▸ Exercise prompt: Copy every item below character for character, omitting the pictures from your output.

Stored data:

◇ ◇ ◇ ◇

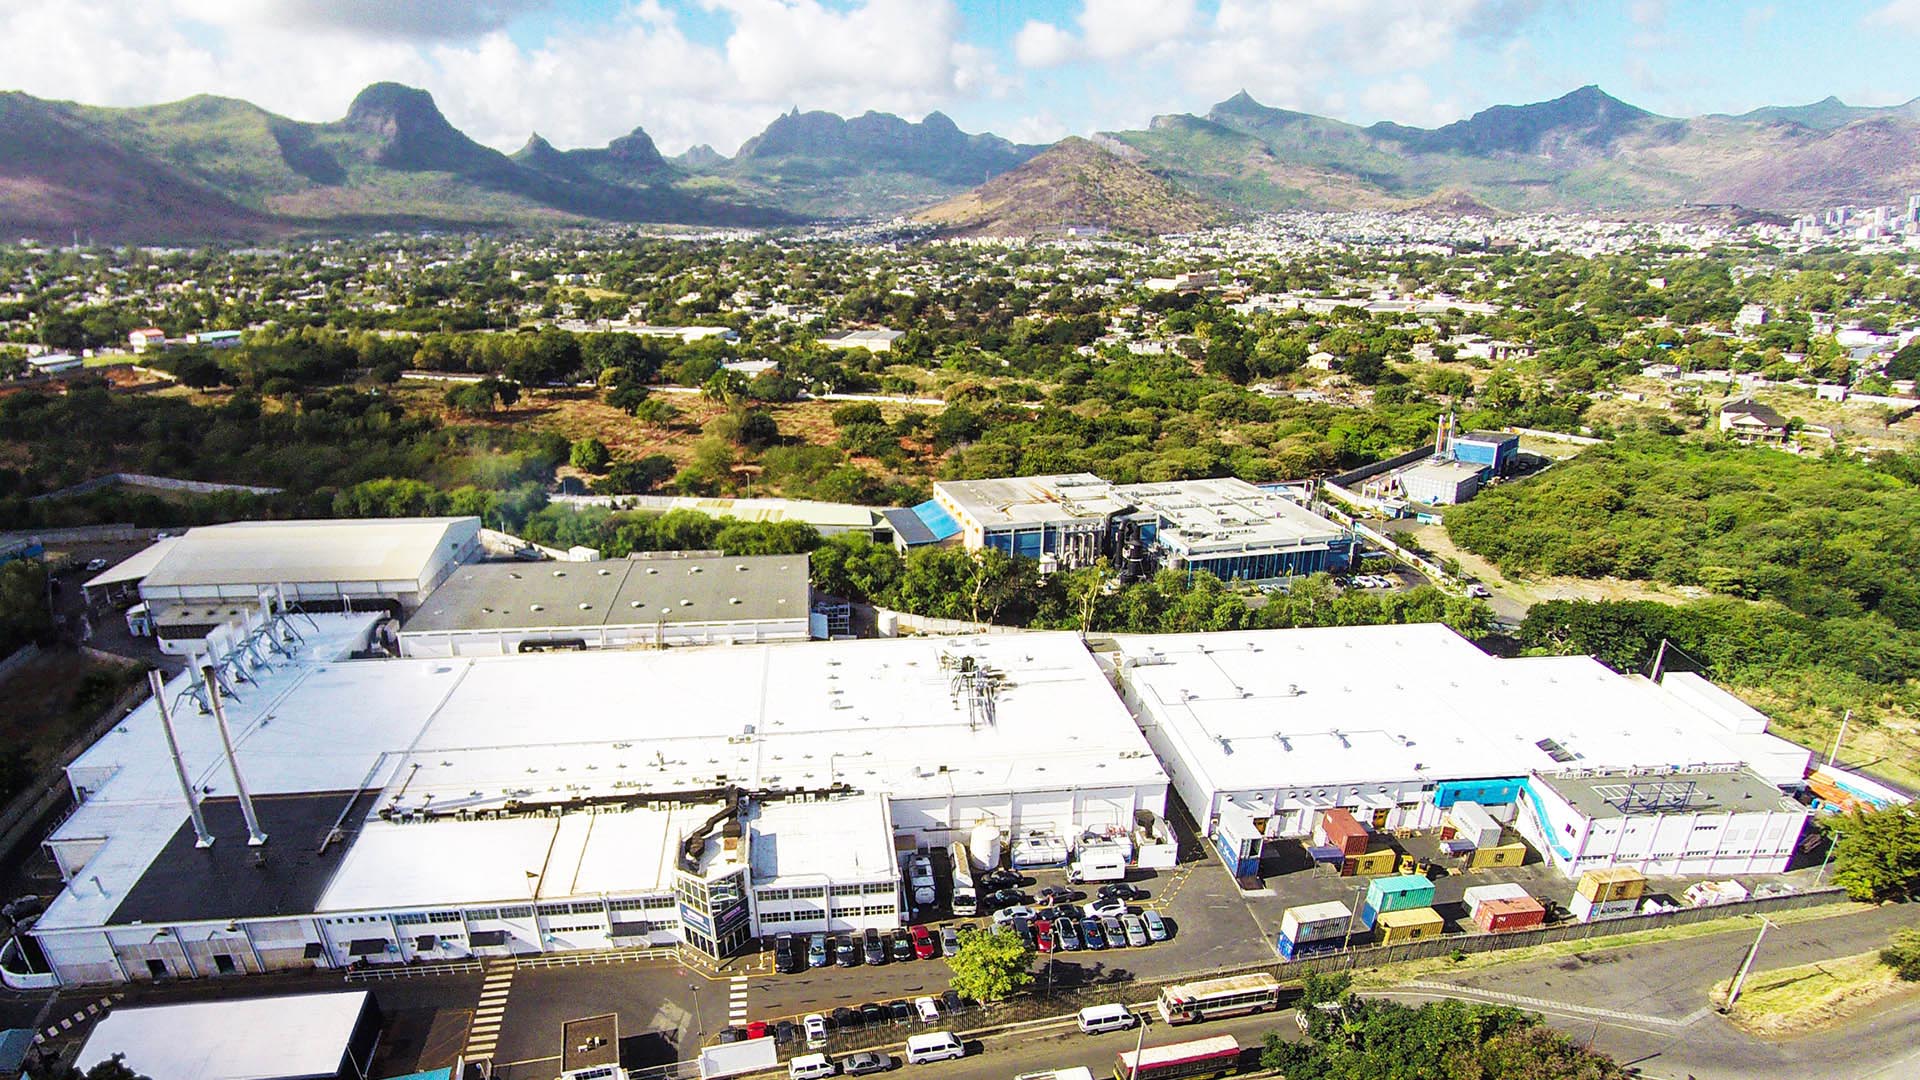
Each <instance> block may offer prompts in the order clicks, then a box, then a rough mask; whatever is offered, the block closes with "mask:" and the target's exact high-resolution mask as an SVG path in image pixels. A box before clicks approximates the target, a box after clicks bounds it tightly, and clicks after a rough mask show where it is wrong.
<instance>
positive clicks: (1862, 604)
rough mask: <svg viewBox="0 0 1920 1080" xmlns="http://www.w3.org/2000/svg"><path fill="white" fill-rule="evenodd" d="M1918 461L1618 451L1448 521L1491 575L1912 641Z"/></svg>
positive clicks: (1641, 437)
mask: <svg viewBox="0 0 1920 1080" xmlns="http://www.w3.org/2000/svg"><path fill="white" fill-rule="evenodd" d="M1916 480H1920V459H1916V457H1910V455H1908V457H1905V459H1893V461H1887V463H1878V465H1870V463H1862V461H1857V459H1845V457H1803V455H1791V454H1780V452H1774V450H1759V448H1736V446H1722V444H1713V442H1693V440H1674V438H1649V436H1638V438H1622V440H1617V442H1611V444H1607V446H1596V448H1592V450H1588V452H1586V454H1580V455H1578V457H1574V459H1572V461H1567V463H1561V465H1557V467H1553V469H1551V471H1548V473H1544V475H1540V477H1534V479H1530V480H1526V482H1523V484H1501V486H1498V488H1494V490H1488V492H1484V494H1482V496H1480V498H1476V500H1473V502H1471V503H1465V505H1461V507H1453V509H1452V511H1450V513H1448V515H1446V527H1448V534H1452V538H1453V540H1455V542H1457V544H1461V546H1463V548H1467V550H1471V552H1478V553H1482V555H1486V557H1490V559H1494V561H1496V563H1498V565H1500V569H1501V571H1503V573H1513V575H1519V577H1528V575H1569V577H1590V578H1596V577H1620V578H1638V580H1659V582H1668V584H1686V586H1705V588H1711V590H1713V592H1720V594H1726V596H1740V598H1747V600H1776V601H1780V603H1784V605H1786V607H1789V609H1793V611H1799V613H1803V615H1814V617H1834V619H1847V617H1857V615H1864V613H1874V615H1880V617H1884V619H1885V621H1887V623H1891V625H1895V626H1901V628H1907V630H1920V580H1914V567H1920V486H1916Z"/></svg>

◇ ◇ ◇ ◇

▸ Reply to the task:
Each <instance> block may offer prompts in the order clicks, then a box, then a rough mask; whatever is offered, the block closes with "mask:" and the target's exact high-resolution mask as an SVG path in image pixels. A box before clicks approximates the target, a box after clicks bounds it tightly, and clicks after a rough mask show where it is wrong.
<instance>
positive clicks: (1862, 604)
rough mask: <svg viewBox="0 0 1920 1080" xmlns="http://www.w3.org/2000/svg"><path fill="white" fill-rule="evenodd" d="M1918 461L1618 451L1448 521L1491 575L1912 641Z"/></svg>
positive clicks: (1641, 437)
mask: <svg viewBox="0 0 1920 1080" xmlns="http://www.w3.org/2000/svg"><path fill="white" fill-rule="evenodd" d="M1916 480H1920V459H1916V457H1910V455H1908V457H1905V459H1893V461H1887V463H1878V465H1870V463H1862V461H1857V459H1845V457H1803V455H1791V454H1780V452H1774V450H1759V448H1736V446H1722V444H1713V442H1693V440H1674V438H1649V436H1638V438H1622V440H1617V442H1611V444H1607V446H1596V448H1592V450H1588V452H1586V454H1580V455H1578V457H1574V459H1572V461H1567V463H1561V465H1557V467H1553V469H1551V471H1548V473H1544V475H1540V477H1534V479H1530V480H1526V482H1523V484H1501V486H1498V488H1494V490H1488V492H1484V494H1482V496H1480V498H1476V500H1473V502H1471V503H1465V505H1461V507H1453V509H1452V511H1450V513H1448V515H1446V527H1448V534H1452V538H1453V540H1455V542H1457V544H1461V546H1463V548H1467V550H1471V552H1478V553H1482V555H1486V557H1490V559H1494V561H1496V563H1498V565H1500V569H1501V571H1503V573H1513V575H1519V577H1528V575H1569V577H1590V578H1596V577H1620V578H1638V580H1659V582H1668V584H1686V586H1705V588H1711V590H1713V592H1720V594H1726V596H1740V598H1747V600H1776V601H1780V603H1784V605H1786V607H1789V609H1793V611H1799V613H1803V615H1814V617H1834V619H1847V617H1857V615H1864V613H1874V615H1880V617H1884V619H1885V621H1887V623H1891V625H1895V626H1901V628H1907V630H1920V580H1914V567H1920V486H1916Z"/></svg>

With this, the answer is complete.